## Directions for this task
Put every line of the items below into a numbered list, leaving out blank lines. Do not include the pictures in your answer.
┌──
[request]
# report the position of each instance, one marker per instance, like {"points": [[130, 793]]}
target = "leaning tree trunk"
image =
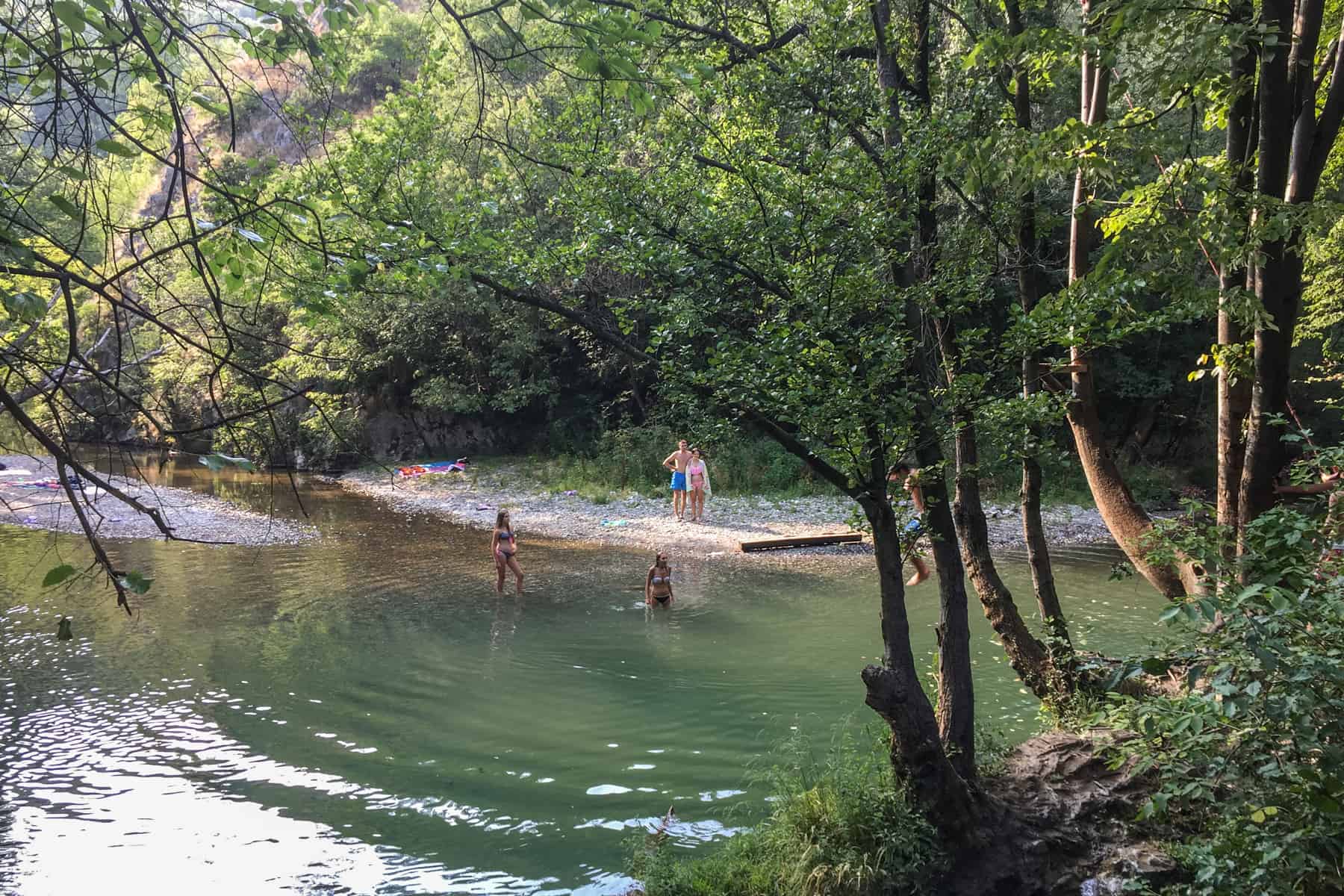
{"points": [[1293, 146], [956, 691], [1127, 520]]}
└──
## Solution for this task
1. [request]
2. # report the position of each instance, one marker per instance, like {"points": [[130, 793]]}
3. target = "leaning tree trunk"
4. image =
5. {"points": [[1293, 146], [956, 691], [1127, 520]]}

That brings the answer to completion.